## Exercise details
Find the line that contains "the cup base". Then set down that line and all the lines after it, to the end of the records, exactly and with nothing added.

[Pointing dataset records]
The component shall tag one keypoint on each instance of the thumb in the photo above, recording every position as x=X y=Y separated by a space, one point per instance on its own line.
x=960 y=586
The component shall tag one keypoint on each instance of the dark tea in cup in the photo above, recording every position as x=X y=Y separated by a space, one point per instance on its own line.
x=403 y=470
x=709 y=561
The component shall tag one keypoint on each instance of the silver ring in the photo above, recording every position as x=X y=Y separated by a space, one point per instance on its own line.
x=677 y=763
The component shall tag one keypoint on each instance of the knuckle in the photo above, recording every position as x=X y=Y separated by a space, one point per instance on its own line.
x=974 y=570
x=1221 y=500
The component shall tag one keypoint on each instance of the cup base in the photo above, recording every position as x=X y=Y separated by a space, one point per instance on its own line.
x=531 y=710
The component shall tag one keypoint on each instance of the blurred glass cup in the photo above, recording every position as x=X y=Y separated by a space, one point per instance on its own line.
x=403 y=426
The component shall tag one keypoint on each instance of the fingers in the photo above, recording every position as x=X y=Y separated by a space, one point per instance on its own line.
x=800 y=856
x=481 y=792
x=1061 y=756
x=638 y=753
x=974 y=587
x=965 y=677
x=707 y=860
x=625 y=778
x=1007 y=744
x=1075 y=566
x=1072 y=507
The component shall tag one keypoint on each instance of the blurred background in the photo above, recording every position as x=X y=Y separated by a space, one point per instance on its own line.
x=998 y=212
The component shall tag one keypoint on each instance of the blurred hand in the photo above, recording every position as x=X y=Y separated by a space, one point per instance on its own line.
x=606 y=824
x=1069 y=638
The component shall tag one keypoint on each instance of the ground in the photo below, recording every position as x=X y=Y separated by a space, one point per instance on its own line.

## Answer in full
The component shall tag one keypoint on each instance of the cup base in the photo above, recording every position as x=X y=Y separated by a space, one point per instance on its own line.
x=531 y=710
The component shall tag one keypoint on each instance of the blurred glass cup in the photo above, recording every position as x=X y=Y separated by a space, one point per instance on its own line.
x=403 y=426
The component shall tag one keypoint on each instance of the fingers in the photo above, recording every position as x=X y=Y separated by a space, one point per instance on its own line.
x=800 y=856
x=481 y=792
x=1061 y=756
x=638 y=753
x=974 y=587
x=965 y=677
x=707 y=860
x=625 y=778
x=1007 y=744
x=1075 y=566
x=1072 y=507
The component shall tag one keypoint on each instance of the blurred background in the photo above, recording every position as x=X y=Y separated by a space, one point per instance on its own line.
x=998 y=212
The component shall tag one keypoint on each instance of the blurred hand in the photo above, recording every position as x=X y=Y separated by a space, one point per instance on its own line.
x=606 y=824
x=1069 y=638
The component shall tag one keypoint on each instance of the ground in the photo below, recording every position as x=X y=Y separated by a space, one point per instance on its own line.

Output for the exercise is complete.